Extracted text:
——————
How do genomes change during evolution? To what extent are mechanisms responsible for evolutionary changes also relevant to human disease? Much is understood about fine-scale genomic changes (e.g. point mutations), but the mechanisms of large-scale chromosomal rearrangements (inversion, translocation, fission and fusion) are still unknown. Large-scale chromosome changes are key events in species evolution and cancer development. It is therefore critical to define how they occur, and their impact on genome architecture.
One of the goals of my lab is to explore a mode of chromosome evolution in which the impairment of epigenetic repression of transposable elements causes a higher frequency of chromosomal rearrangements. Our long-term strategy is to use insights gleaned from species comparisons to understand the mechanism of chromosomal rearrangement in human disease.
Moreover, we are interested in determining genetic variation established by retrotransposon movement and activity both in species evolution and disease. We make use of non-human primate models to address some of these questions.
Why us and why here?
——————
The data:
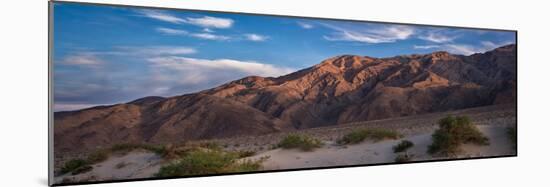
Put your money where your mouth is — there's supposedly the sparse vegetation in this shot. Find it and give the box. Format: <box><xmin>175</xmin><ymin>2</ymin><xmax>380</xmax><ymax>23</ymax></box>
<box><xmin>393</xmin><ymin>140</ymin><xmax>414</xmax><ymax>153</ymax></box>
<box><xmin>506</xmin><ymin>127</ymin><xmax>518</xmax><ymax>149</ymax></box>
<box><xmin>86</xmin><ymin>150</ymin><xmax>109</xmax><ymax>163</ymax></box>
<box><xmin>236</xmin><ymin>151</ymin><xmax>256</xmax><ymax>158</ymax></box>
<box><xmin>278</xmin><ymin>134</ymin><xmax>323</xmax><ymax>151</ymax></box>
<box><xmin>338</xmin><ymin>129</ymin><xmax>402</xmax><ymax>144</ymax></box>
<box><xmin>428</xmin><ymin>116</ymin><xmax>489</xmax><ymax>156</ymax></box>
<box><xmin>61</xmin><ymin>159</ymin><xmax>88</xmax><ymax>174</ymax></box>
<box><xmin>110</xmin><ymin>144</ymin><xmax>166</xmax><ymax>156</ymax></box>
<box><xmin>156</xmin><ymin>149</ymin><xmax>265</xmax><ymax>177</ymax></box>
<box><xmin>115</xmin><ymin>162</ymin><xmax>128</xmax><ymax>169</ymax></box>
<box><xmin>395</xmin><ymin>154</ymin><xmax>414</xmax><ymax>163</ymax></box>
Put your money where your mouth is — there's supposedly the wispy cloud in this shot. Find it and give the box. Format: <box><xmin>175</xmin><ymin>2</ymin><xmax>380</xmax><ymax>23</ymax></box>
<box><xmin>186</xmin><ymin>16</ymin><xmax>234</xmax><ymax>29</ymax></box>
<box><xmin>116</xmin><ymin>46</ymin><xmax>197</xmax><ymax>56</ymax></box>
<box><xmin>418</xmin><ymin>32</ymin><xmax>457</xmax><ymax>43</ymax></box>
<box><xmin>297</xmin><ymin>22</ymin><xmax>314</xmax><ymax>29</ymax></box>
<box><xmin>61</xmin><ymin>52</ymin><xmax>103</xmax><ymax>67</ymax></box>
<box><xmin>156</xmin><ymin>27</ymin><xmax>189</xmax><ymax>35</ymax></box>
<box><xmin>323</xmin><ymin>24</ymin><xmax>414</xmax><ymax>43</ymax></box>
<box><xmin>148</xmin><ymin>56</ymin><xmax>294</xmax><ymax>80</ymax></box>
<box><xmin>139</xmin><ymin>10</ymin><xmax>235</xmax><ymax>29</ymax></box>
<box><xmin>190</xmin><ymin>33</ymin><xmax>230</xmax><ymax>40</ymax></box>
<box><xmin>156</xmin><ymin>27</ymin><xmax>231</xmax><ymax>41</ymax></box>
<box><xmin>139</xmin><ymin>10</ymin><xmax>186</xmax><ymax>24</ymax></box>
<box><xmin>244</xmin><ymin>34</ymin><xmax>268</xmax><ymax>42</ymax></box>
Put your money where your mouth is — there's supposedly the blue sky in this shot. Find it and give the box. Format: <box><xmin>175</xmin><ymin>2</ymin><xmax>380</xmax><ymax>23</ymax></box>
<box><xmin>53</xmin><ymin>3</ymin><xmax>515</xmax><ymax>111</ymax></box>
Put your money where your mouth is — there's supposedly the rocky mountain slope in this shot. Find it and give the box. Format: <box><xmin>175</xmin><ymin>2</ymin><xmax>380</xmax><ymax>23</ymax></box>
<box><xmin>54</xmin><ymin>45</ymin><xmax>517</xmax><ymax>151</ymax></box>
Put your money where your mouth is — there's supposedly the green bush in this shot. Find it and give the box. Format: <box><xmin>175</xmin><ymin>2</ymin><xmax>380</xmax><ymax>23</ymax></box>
<box><xmin>110</xmin><ymin>144</ymin><xmax>166</xmax><ymax>156</ymax></box>
<box><xmin>86</xmin><ymin>150</ymin><xmax>109</xmax><ymax>163</ymax></box>
<box><xmin>338</xmin><ymin>129</ymin><xmax>401</xmax><ymax>144</ymax></box>
<box><xmin>278</xmin><ymin>134</ymin><xmax>323</xmax><ymax>151</ymax></box>
<box><xmin>395</xmin><ymin>154</ymin><xmax>413</xmax><ymax>163</ymax></box>
<box><xmin>393</xmin><ymin>140</ymin><xmax>414</xmax><ymax>153</ymax></box>
<box><xmin>428</xmin><ymin>116</ymin><xmax>489</xmax><ymax>156</ymax></box>
<box><xmin>506</xmin><ymin>127</ymin><xmax>518</xmax><ymax>148</ymax></box>
<box><xmin>156</xmin><ymin>150</ymin><xmax>264</xmax><ymax>177</ymax></box>
<box><xmin>236</xmin><ymin>151</ymin><xmax>256</xmax><ymax>158</ymax></box>
<box><xmin>61</xmin><ymin>159</ymin><xmax>88</xmax><ymax>174</ymax></box>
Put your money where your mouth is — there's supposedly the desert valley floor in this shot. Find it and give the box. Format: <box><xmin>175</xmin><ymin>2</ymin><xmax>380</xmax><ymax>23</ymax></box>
<box><xmin>55</xmin><ymin>104</ymin><xmax>516</xmax><ymax>183</ymax></box>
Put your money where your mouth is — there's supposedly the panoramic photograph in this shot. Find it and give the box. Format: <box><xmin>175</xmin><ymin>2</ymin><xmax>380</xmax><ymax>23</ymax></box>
<box><xmin>50</xmin><ymin>2</ymin><xmax>517</xmax><ymax>184</ymax></box>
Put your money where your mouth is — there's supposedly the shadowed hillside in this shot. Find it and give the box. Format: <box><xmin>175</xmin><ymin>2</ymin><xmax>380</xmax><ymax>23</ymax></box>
<box><xmin>54</xmin><ymin>45</ymin><xmax>516</xmax><ymax>152</ymax></box>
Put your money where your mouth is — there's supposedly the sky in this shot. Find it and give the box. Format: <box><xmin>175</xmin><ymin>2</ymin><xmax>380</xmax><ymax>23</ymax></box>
<box><xmin>53</xmin><ymin>2</ymin><xmax>516</xmax><ymax>111</ymax></box>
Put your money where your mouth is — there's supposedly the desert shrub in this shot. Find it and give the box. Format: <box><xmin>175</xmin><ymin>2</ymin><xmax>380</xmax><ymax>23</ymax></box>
<box><xmin>201</xmin><ymin>142</ymin><xmax>222</xmax><ymax>150</ymax></box>
<box><xmin>506</xmin><ymin>127</ymin><xmax>518</xmax><ymax>148</ymax></box>
<box><xmin>71</xmin><ymin>165</ymin><xmax>94</xmax><ymax>175</ymax></box>
<box><xmin>393</xmin><ymin>140</ymin><xmax>414</xmax><ymax>153</ymax></box>
<box><xmin>428</xmin><ymin>116</ymin><xmax>489</xmax><ymax>156</ymax></box>
<box><xmin>278</xmin><ymin>134</ymin><xmax>323</xmax><ymax>151</ymax></box>
<box><xmin>86</xmin><ymin>149</ymin><xmax>109</xmax><ymax>164</ymax></box>
<box><xmin>338</xmin><ymin>129</ymin><xmax>401</xmax><ymax>144</ymax></box>
<box><xmin>395</xmin><ymin>154</ymin><xmax>414</xmax><ymax>163</ymax></box>
<box><xmin>236</xmin><ymin>150</ymin><xmax>256</xmax><ymax>158</ymax></box>
<box><xmin>110</xmin><ymin>144</ymin><xmax>166</xmax><ymax>156</ymax></box>
<box><xmin>156</xmin><ymin>150</ymin><xmax>263</xmax><ymax>177</ymax></box>
<box><xmin>60</xmin><ymin>159</ymin><xmax>88</xmax><ymax>173</ymax></box>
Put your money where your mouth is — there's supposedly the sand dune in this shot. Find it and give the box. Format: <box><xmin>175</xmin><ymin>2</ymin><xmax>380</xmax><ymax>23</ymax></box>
<box><xmin>252</xmin><ymin>126</ymin><xmax>515</xmax><ymax>170</ymax></box>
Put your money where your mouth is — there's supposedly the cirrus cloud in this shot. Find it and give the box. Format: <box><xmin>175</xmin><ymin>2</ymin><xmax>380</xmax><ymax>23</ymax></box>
<box><xmin>138</xmin><ymin>10</ymin><xmax>235</xmax><ymax>29</ymax></box>
<box><xmin>323</xmin><ymin>24</ymin><xmax>415</xmax><ymax>44</ymax></box>
<box><xmin>244</xmin><ymin>34</ymin><xmax>267</xmax><ymax>42</ymax></box>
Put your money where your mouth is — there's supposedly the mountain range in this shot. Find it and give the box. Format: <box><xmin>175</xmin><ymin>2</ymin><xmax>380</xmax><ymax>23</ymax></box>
<box><xmin>54</xmin><ymin>44</ymin><xmax>517</xmax><ymax>152</ymax></box>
——————
What the task requires: Reproduce the entire research statement on chromosome evolution and transposable elements word for word. None of the records is needed for the work here.

Solved exercise:
How do genomes change during evolution? To what extent are mechanisms responsible for evolutionary changes also relevant to human disease? Much is understood about fine-scale genomic changes (e.g. point mutations), but the mechanisms of large-scale chromosomal rearrangements (inversion, translocation, fission and fusion) are still unknown. Large-scale chromosome changes are key events in species evolution and cancer development. It is therefore critical to define how they occur, and their impact on genome architecture.
One of the goals of my lab is to explore a mode of chromosome evolution in which the impairment of epigenetic repression of transposable elements causes a higher frequency of chromosomal rearrangements. Our long-term strategy is to use insights gleaned from species comparisons to understand the mechanism of chromosomal rearrangement in human disease.
Moreover, we are interested in determining genetic variation established by retrotransposon movement and activity both in species evolution and disease. We make use of non-human primate models to address some of these questions.
Why us and why here?